WHAT THE EXERCISE ASKS | Each entry, in full: reproduce it exactly.

Point localization data:
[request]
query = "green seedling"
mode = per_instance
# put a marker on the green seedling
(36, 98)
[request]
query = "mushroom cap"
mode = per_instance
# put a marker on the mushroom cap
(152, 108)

EXPECTED OUTPUT |
[request]
query = "green seedling"
mode = per_instance
# put a marker on the green seedling
(36, 98)
[request]
query = "mushroom cap"
mode = per_instance
# put a marker on the mushroom cap
(152, 108)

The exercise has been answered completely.